▶ _WORK ITEM_
Every record below should be repeated word for word, with the pictures left out.
THE INPUT Block Start
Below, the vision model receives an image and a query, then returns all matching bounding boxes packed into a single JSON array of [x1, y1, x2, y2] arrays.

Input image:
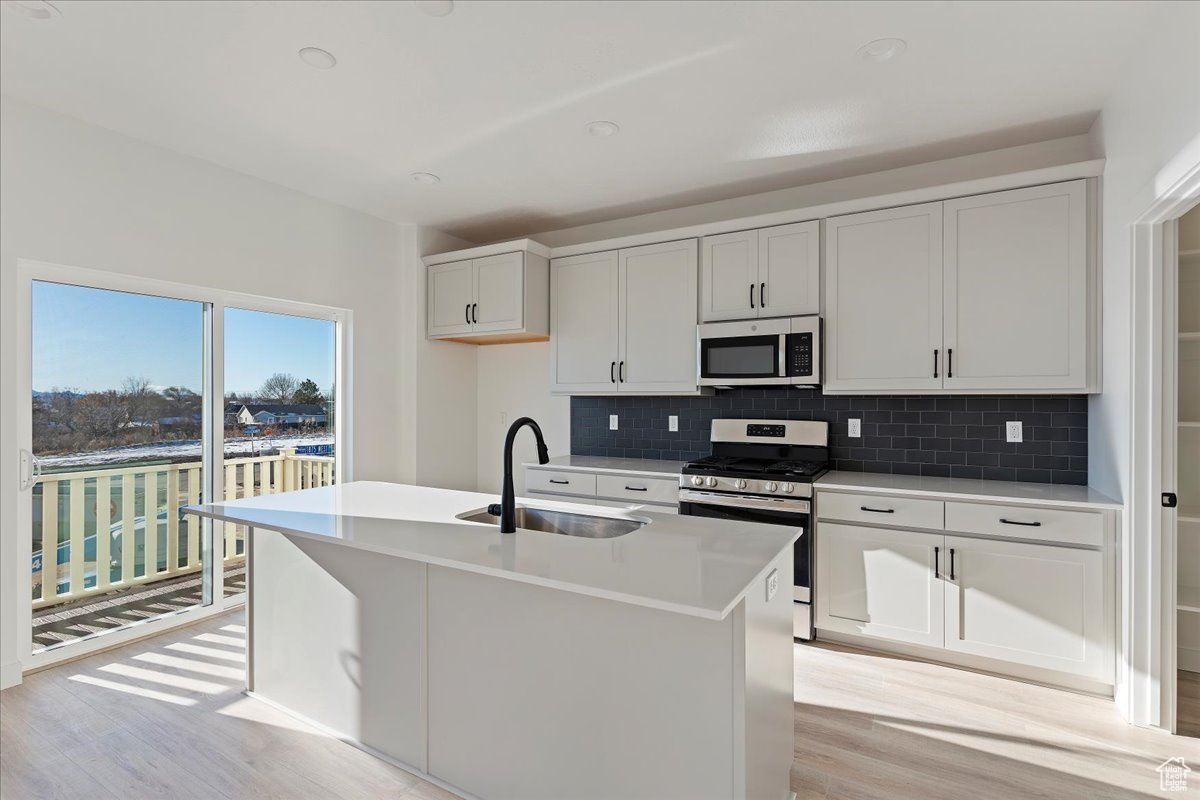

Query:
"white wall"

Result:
[[397, 224, 480, 491], [1088, 0, 1200, 503], [0, 98, 404, 686], [1085, 0, 1200, 723], [475, 342, 570, 495]]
THE INPUT Block End
▶ _COMPLETED EXERCISE_
Below, the vision model receives an image and a query, then returns all matching bounding boxes packed into a single JSON array of [x1, y1, x2, y2] arrays.

Input image:

Query:
"white wall"

Result:
[[397, 224, 480, 491], [1088, 0, 1200, 503], [0, 98, 404, 686], [1085, 0, 1200, 723], [475, 342, 570, 495]]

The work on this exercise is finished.